#### Selection
........

All of lore.kernel.org
 help / color / mirror / Atom feed
* [PATCH] nvme: block ioctls if controller not in a live state
@ 2018-05-07 22:55 James Smart
  2018-05-08  7:15 ` Johannes Thumshirn
                   ` (2 more replies)
  0 siblings, 3 replies; 14+ messages in thread
From: James Smart @ 2018-05-07 22:55 UTC (permalink / raw)


Rather than allow ioctl-based admin cmds to get intermixed on the admin
queue with commands being used to initialize a controller or io commands
to go to a controller in reconnect thus possibly hanging, reject them
if the controller isn't in the LIVE state. Reject with an -EAGAIN status
so that the app knows it could retry.

Signed-off-by: James Smart <james.smart at broadcom.com>
---
 drivers/nvme/host/core.c | 4 ++++
 1 file changed, 4 insertions(+)

diff --git a/drivers/nvme/host/core.c b/drivers/nvme/host/core.c
index a3771c5729f5..cfa03b68d2b8 100644
--- a/drivers/nvme/host/core.c
+++ b/drivers/nvme/host/core.c
@@ -1041,6 +1041,8 @@ static int nvme_submit_io(struct nvme_ns *ns, struct nvme_user_io __user *uio)
 		return -EFAULT;
 	if (io.flags)
 		return -EINVAL;
+	if (ns->ctrl->state != NVME_CTRL_LIVE)
+		return -EAGAIN;
 
 	switch (io.opcode) {
 	case nvme_cmd_write:
@@ -1174,6 +1176,8 @@ static int nvme_user_cmd(struct nvme_ctrl *ctrl, struct nvme_ns *ns,
 		return -EFAULT;
 	if (cmd.flags)
 		return -EINVAL;
+	if (ctrl->state != NVME_CTRL_LIVE)
+		return -EAGAIN;
 
 	memset(&c, 0, sizeof(c));
 	c.common.opcode = cmd.opcode;
-- 
2.13.1

^ permalink raw reply related	[flat|nested] 14+ messages in thread

* [PATCH] nvme: block ioctls if controller not in a live state
  2018-05-07 22:55 [PATCH] nvme: block ioctls if controller not in a live state James Smart
@ 2018-05-08  7:15 ` Johannes Thumshirn
  2018-05-09 23:20   ` James Smart
  2018-05-09  5:11 ` Christoph Hellwig
  2018-05-14 15:23 ` Keith Busch
  2 siblings, 1 reply; 14+ messages in thread
From: Johannes Thumshirn @ 2018-05-08  7:15 UTC (permalink / raw)


On Mon, May 07, 2018@03:55:58PM -0700, James Smart wrote:
> Rather than allow ioctl-based admin cmds to get intermixed on the admin
> queue with commands being used to initialize a controller or io commands
> to go to a controller in reconnect thus possibly hanging, reject them
> if the controller isn't in the LIVE state. Reject with an -EAGAIN status
> so that the app knows it could retry.

........

#### Provided records

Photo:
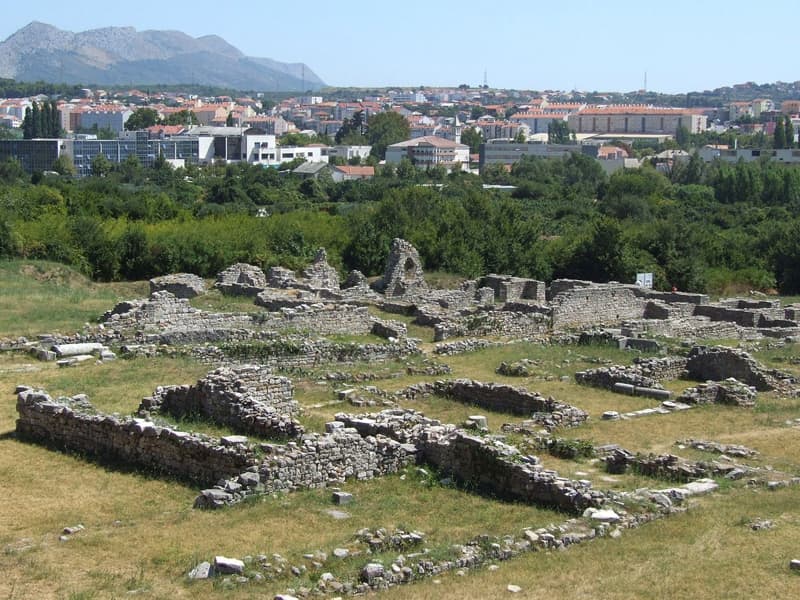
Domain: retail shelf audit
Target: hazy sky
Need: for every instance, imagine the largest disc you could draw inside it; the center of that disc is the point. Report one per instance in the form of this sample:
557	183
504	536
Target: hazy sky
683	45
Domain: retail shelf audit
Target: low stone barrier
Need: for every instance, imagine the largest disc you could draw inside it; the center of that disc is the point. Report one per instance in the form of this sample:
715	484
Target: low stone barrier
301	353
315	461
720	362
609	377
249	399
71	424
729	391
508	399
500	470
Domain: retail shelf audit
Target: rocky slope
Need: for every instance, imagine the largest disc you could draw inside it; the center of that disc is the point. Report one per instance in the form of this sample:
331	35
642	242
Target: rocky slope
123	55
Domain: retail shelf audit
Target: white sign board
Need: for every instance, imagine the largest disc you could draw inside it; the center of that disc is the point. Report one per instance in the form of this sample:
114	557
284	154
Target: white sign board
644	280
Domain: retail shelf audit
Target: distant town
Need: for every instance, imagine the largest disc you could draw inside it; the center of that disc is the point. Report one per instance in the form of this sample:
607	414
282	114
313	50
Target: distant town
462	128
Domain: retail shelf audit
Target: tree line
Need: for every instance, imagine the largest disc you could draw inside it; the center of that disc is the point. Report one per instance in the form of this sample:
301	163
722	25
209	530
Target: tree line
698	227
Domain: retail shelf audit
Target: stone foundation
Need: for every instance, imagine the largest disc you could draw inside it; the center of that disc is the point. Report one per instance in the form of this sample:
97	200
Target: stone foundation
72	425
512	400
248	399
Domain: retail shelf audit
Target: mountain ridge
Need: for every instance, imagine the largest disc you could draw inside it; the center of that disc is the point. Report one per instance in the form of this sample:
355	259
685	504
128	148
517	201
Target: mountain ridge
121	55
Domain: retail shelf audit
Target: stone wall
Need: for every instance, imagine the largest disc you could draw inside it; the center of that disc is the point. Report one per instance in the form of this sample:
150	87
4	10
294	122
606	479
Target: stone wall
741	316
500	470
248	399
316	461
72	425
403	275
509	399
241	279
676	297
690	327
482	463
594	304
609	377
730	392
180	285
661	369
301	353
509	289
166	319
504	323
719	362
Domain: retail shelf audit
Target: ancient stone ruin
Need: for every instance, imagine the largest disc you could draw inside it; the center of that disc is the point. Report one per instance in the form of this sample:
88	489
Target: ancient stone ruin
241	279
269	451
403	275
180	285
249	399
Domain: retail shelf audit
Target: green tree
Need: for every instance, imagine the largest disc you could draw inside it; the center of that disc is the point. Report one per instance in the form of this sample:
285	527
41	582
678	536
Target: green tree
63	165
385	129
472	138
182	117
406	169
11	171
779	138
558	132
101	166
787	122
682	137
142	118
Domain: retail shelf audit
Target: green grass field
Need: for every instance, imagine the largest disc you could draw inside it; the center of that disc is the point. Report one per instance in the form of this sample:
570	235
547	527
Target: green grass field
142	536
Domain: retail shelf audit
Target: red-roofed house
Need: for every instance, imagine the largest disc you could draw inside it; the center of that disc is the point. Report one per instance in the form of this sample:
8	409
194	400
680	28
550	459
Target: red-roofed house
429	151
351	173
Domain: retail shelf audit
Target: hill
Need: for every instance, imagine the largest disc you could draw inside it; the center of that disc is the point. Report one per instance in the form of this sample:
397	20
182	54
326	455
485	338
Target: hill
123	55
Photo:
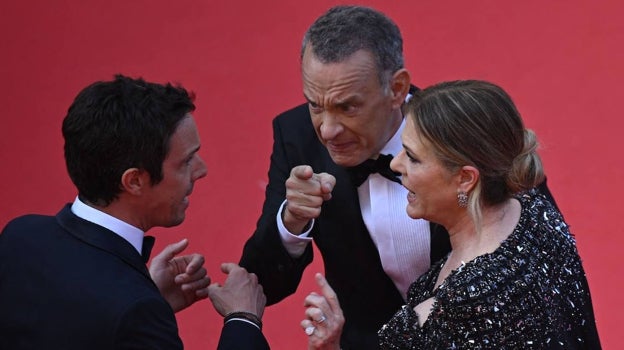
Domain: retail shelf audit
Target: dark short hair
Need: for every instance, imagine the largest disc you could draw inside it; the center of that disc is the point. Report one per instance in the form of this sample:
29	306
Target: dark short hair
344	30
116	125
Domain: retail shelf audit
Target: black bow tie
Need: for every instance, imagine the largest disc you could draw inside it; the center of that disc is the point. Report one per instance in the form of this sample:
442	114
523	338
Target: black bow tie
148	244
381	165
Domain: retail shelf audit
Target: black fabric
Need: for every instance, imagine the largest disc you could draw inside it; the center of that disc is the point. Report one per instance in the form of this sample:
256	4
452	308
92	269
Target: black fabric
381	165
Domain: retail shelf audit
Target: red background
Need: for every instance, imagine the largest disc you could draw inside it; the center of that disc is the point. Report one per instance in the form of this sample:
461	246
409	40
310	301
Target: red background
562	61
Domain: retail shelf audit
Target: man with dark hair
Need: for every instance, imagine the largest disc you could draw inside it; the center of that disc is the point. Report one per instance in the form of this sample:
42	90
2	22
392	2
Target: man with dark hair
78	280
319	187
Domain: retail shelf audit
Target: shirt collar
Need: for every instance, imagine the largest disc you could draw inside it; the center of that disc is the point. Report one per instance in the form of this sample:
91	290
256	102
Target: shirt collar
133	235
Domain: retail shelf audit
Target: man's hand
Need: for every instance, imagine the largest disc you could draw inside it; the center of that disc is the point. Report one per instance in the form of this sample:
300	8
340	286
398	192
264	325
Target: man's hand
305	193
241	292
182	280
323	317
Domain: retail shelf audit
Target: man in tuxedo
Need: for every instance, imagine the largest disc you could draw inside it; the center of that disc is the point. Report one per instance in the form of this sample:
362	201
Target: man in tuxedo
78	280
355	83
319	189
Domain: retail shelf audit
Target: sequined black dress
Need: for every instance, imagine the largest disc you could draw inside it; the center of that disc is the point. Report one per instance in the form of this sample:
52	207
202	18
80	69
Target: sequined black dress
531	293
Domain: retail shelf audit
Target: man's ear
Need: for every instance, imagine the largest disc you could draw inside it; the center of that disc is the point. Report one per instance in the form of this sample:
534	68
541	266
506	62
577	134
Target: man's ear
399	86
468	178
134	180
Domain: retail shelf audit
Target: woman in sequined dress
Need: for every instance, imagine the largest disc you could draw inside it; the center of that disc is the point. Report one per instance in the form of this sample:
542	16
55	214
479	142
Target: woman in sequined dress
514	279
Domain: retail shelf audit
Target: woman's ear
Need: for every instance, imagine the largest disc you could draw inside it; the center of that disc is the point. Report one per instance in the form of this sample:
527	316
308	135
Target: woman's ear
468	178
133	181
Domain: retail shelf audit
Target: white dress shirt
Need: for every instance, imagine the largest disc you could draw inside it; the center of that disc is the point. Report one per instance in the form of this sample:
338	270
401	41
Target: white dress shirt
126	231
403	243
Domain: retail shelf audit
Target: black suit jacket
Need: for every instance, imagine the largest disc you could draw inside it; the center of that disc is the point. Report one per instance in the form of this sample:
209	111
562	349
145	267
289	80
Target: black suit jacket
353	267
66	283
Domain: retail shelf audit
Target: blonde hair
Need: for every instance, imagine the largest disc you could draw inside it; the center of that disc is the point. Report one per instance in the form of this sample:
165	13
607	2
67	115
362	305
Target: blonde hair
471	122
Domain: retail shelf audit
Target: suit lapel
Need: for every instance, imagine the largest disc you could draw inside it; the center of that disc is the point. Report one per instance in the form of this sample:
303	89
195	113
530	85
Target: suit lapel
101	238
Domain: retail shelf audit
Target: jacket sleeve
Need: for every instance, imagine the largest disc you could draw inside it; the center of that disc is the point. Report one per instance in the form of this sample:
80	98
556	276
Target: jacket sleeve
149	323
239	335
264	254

........

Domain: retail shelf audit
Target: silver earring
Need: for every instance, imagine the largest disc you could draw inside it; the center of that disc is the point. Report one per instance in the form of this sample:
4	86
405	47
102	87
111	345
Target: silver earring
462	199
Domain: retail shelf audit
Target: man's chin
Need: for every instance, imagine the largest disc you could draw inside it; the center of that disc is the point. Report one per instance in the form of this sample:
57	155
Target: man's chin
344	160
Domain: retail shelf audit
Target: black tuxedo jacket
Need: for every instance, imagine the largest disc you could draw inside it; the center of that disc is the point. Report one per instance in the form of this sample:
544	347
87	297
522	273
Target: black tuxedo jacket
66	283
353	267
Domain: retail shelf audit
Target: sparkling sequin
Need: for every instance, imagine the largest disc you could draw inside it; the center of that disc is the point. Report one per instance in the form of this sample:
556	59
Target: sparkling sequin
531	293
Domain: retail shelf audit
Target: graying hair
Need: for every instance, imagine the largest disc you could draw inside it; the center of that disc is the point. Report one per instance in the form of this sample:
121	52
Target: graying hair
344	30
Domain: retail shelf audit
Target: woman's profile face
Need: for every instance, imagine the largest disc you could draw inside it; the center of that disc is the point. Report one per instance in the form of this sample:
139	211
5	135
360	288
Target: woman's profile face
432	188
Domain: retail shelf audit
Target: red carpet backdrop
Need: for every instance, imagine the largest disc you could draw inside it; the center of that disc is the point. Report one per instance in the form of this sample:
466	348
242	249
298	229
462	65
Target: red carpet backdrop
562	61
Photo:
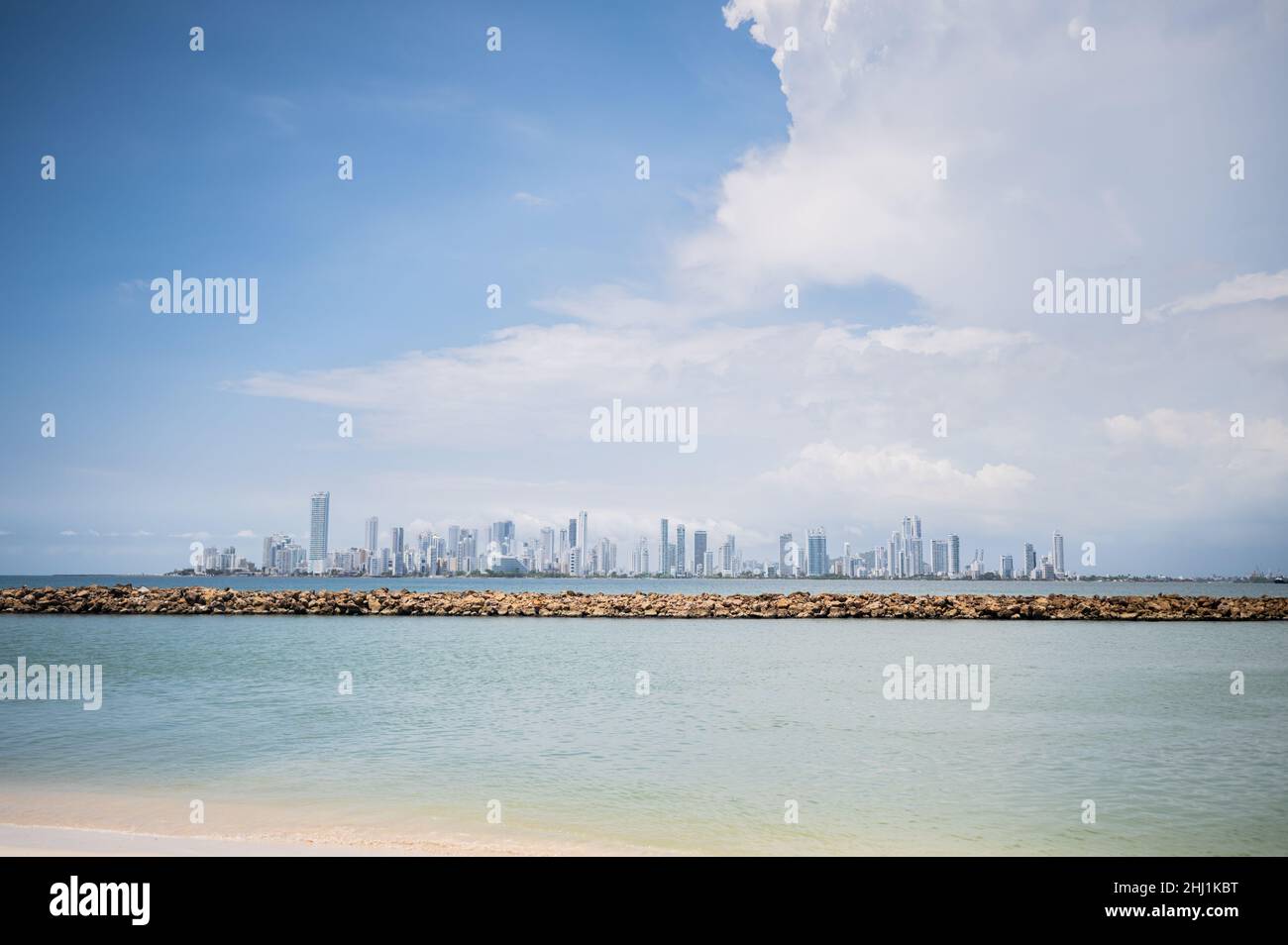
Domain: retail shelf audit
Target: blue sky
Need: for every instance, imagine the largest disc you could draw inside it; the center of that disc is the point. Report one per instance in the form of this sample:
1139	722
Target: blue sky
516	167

........

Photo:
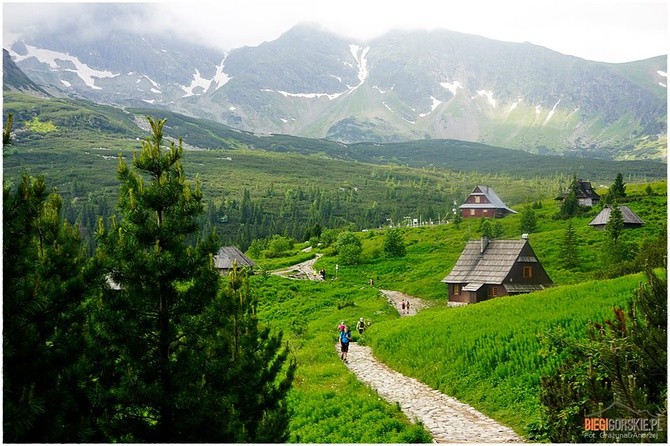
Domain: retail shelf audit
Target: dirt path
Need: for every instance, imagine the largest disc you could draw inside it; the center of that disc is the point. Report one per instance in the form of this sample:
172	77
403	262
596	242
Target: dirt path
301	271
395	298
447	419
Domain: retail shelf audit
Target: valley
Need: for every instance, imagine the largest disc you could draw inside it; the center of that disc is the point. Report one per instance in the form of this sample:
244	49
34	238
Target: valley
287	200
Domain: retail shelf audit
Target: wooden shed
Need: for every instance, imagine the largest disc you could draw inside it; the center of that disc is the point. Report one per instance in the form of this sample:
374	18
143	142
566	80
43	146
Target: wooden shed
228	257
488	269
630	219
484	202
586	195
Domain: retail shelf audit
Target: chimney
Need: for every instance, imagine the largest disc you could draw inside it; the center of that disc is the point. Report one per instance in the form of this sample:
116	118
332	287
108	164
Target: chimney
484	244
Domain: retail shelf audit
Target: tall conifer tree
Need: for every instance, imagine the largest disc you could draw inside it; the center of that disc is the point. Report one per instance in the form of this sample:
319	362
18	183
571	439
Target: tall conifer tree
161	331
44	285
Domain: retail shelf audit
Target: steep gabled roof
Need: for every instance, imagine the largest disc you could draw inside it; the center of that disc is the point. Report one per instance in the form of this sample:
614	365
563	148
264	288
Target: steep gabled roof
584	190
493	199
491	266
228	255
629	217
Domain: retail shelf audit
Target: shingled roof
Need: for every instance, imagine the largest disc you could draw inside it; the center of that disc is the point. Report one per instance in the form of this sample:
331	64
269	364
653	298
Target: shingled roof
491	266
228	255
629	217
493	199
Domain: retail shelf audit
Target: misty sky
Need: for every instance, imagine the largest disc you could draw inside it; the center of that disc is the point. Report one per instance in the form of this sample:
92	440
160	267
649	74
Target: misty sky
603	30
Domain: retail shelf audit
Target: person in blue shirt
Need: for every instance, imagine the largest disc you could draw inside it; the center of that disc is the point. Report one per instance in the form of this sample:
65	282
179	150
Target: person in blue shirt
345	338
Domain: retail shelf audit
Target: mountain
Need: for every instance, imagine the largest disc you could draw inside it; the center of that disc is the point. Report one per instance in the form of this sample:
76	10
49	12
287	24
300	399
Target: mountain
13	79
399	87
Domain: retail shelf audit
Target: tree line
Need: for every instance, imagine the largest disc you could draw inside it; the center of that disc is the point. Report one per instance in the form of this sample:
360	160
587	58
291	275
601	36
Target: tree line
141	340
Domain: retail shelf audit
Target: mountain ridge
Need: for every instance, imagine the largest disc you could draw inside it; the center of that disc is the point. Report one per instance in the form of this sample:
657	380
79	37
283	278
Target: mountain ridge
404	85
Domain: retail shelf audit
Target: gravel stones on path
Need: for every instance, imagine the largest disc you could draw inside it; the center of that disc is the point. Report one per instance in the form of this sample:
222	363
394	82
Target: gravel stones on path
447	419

........

#### Given problem 1
In the NVMe patch thread, why does the patch reject ioctl commands when the controller is not in the LIVE state, and why does it use -EAGAIN? Answer in one to three sentences.
#### Given problem 2
Which source file does the NVMe patch thread modify?
#### Given problem 3
Carry on the NVMe patch thread from the last quoted line of the reply.
The material that comes after the thread is separate from it.

#### Result 1
The patch rejects the commands so that ioctl-based admin commands do not get mixed on the admin queue with commands that initialize the controller, and so that I/O commands are not sent to a controller in reconnect, which could hang. It returns -EAGAIN so the application knows it could retry.

#### Result 2
drivers/nvme/host/core.c

#### Result 3
Shouldn't the nvmf_check_if_read() calls in the transport drivers'
->queue_rq() callouts handle this?

-- 
Johannes Thumshirn                                          Storage
jthumshirn at suse.de                                +49 911 74053 689
SUSE LINUX GmbH, Maxfeldstr. 5, 90409 N?rnberg
GF: Felix Imend?rffer, Jane Smithard, Graham Norton
HRB 21284 (AG N?rnberg)
Key fingerprint = EC38 9CAB C2C4 F25D 8600 D0D0 0393 969D 2D76 0850

^ permalink raw reply	[flat|nested] 14+ messages in thread

* [PATCH] nvme: block ioctls if controller not in a live state
  2018-05-07 22:55 [PATCH] nvme: block ioctls if controller not in a live state James Smart
  2018-05-08  7:15 ` Johannes Thumshirn
@ 2018-05-09  5:11 ` Christoph Hellwig
  2018-05-09 16:29   ` James Smart
  2018-05-14 15:23 ` Keith Busch
  2 siblings, 1 reply; 14+ messages in thread
From: Christoph Hellwig @ 2018-05-09  5:11 UTC (permalink / raw)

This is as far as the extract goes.